● **KUTIPAN BACAAN**
BANDUNG, TEROPONGMEDIA.ID – Di tengah meningkatnya popularitas makanan luar negeri di kalangan anak muda Indonesia, Direktur Penganekaragaman Pangan Badan Pangan Nasional (Bapanas), Rinna Syawal, menyerukan pentingnya pelestarian pangan lokal Nusantara.
Dalam pertemuan dengan ratusan kelompok urban farming di Universitas Brawijaya, Malang, Rinna mengungkapkan bahwa kekayaan pangan lokal yang beragam mulai terpinggirkan oleh tren kuliner asing.
“Indonesia memiliki 77 jenis sumber karbohidrat, 85 sumber protein, dan 280 jenis sayuran yang tersebar di seluruh wilayah. Namun, jika generasi muda lebih tertarik pada makanan luar seperti Korea, Jepang, atau Thailand, maka kita kehilangan kesempatan untuk merawat dan mengembangkan kekayaan pangan kita sendiri,” ujarnya di Malang, melansir Antara, Sabtu (26/10/2024).
Rinna menyoroti, upaya mengenalkan kuliner lokal pada generasi muda menjadi tantangan besar di tengah derasnya arus budaya kuliner internasional.
“Mengubah pola pikir dari ketergantungan pada nasi menuju sumber karbohidrat lainnya memang tidak mudah, tetapi potensi ini sangat penting bagi ketahanan jangka panjang,” jelasnya.
Selain menghadapi tantangan selera generasi muda, Rinna juga mengingatkan tentang risiko hilangnya lahan hijau yang berpengaruh langsung pada keberlanjutan produksi pangan lokal.
“Jika kita tidak segera bertindak, mungkin 10-20 tahun ke depan, sumber pangan lokal ini bisa benar-benar hilang, bukan hanya dari lahan tetapi juga dari tradisi kita,” katanya.
Bapanas kini berupaya meningkatkan pemanfaatan pangan lokal sebagai alternatif sumber karbohidrat, salah satunya dengan menggencarkan penggunaan bahan baku lokal seperti Modified Cassava Flour (mocaf), sagu, dan sorgum di industri makanan.

● **CUPLIKAN DATA**
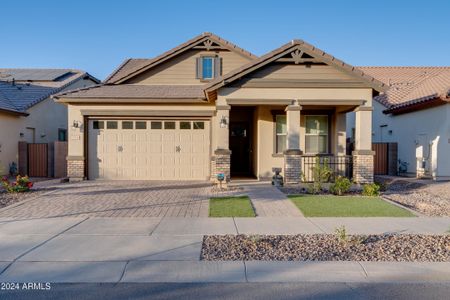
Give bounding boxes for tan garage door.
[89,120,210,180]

...

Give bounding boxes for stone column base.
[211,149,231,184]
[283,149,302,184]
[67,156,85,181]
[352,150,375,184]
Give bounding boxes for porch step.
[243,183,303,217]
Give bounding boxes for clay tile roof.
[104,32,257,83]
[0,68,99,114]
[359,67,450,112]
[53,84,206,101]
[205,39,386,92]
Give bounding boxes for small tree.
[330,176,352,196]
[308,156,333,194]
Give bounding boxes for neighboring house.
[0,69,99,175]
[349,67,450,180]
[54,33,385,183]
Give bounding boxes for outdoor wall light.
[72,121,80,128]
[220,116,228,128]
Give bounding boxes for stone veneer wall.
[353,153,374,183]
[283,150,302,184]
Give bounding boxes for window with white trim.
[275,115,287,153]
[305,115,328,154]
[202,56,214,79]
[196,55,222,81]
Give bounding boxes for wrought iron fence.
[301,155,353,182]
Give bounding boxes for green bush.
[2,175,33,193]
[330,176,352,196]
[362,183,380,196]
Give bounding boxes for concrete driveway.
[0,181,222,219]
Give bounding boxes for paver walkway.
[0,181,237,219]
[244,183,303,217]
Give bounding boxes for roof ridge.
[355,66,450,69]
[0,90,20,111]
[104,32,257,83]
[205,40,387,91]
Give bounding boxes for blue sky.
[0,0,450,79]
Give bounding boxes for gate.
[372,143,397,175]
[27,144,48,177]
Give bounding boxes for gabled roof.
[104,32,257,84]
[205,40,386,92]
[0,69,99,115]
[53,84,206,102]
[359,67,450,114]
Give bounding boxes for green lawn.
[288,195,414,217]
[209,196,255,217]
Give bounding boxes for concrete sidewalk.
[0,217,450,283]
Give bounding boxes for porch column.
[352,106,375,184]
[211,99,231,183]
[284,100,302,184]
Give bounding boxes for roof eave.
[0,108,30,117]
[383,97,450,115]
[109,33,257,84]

● **KEGIATAN**
Sambung berita tentang pelestarian pangan lokal di atas, mulai tepat setelah kalimat terakhirnya.

● **JAWABAN TUGAS**
BACA JUGA: Harga Pangan, Telur Ayam Ras Naik jadi Rp29.210 Per Kg
Rinna juga menyampaikan rencana untuk mendorong para pelaku usaha kuliner dan pariwisata agar mulai beralih ke bahan-bahan lokal, sehingga menciptakan siklus ekonomi yang mendukung produk pangan Nusantara.
“Kita perlu menjadikan makanan lokal sebagai bagian dari gaya hidup, termasuk di restoran, hotel, bahkan di destinasi wisata. Dengan begitu, kita tidak hanya mempertahankan kekayaan kuliner, tetapi juga mendukung ketahanan pangan Indonesia,” tambahnya.
Bapanas juga mengajak pemerintah daerah untuk turut mengedukasi masyarakat terkait pentingnya diversifikasi pangan.
“Ini bukan hanya soal makanan, tapi soal warisan budaya. Jika kita mampu mengenalkan pangan lokal pada generasi muda sebagai hal yang relevan dan modern, kita bisa menjamin bahwa kuliner Nusantara tetap hidup dan berkelanjutan di masa depan,” tutup Rinna.
Dengan menggalakkan pangan lokal, Bapanas berharap generasi muda dapat menghargai dan menjadikan makanan Nusantara sebagai pilihan utama, bukan hanya sekadar alternatif.